--- BEGIN INPUT DATA ---

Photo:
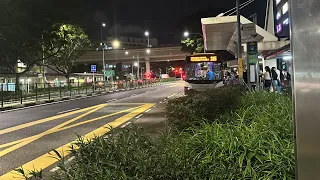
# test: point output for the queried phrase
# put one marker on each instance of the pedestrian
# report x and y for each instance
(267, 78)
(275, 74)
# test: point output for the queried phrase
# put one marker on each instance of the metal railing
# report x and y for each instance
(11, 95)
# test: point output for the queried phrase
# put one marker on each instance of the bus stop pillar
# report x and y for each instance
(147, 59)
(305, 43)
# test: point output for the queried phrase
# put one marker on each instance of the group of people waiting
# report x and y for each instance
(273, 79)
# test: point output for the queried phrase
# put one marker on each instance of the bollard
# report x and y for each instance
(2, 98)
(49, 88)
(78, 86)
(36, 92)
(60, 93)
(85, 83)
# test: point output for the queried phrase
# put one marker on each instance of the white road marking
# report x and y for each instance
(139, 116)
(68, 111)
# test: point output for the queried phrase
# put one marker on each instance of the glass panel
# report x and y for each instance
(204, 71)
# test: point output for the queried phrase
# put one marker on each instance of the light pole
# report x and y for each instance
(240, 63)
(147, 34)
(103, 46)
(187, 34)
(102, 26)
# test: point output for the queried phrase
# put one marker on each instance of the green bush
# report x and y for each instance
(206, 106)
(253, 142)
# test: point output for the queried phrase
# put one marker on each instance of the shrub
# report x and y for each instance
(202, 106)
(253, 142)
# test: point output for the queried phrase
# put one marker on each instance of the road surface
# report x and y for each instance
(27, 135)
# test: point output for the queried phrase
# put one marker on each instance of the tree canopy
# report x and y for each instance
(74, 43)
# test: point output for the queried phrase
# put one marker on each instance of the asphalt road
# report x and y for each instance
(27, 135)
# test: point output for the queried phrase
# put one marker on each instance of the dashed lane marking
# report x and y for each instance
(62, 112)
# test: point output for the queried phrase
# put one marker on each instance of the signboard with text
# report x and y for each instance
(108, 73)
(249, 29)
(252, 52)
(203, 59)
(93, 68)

--- END INPUT DATA ---
--- BEGIN INPUT DATA ---

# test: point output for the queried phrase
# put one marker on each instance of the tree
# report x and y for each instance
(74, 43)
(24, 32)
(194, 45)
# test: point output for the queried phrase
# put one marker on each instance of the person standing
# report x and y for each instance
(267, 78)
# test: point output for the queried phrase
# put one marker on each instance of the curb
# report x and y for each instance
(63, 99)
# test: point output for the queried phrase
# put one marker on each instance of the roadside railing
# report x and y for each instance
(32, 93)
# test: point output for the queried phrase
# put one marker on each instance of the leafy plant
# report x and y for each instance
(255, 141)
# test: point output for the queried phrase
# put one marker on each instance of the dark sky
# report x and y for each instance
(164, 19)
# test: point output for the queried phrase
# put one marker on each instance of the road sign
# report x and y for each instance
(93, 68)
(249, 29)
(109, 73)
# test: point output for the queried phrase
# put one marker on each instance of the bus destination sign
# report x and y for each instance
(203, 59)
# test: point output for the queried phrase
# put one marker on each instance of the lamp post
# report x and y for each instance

--- END INPUT DATA ---

How many lines in the records contain the word "railing"? Reply with the number alone.

◆ **CORRECT RESPONSE**: 2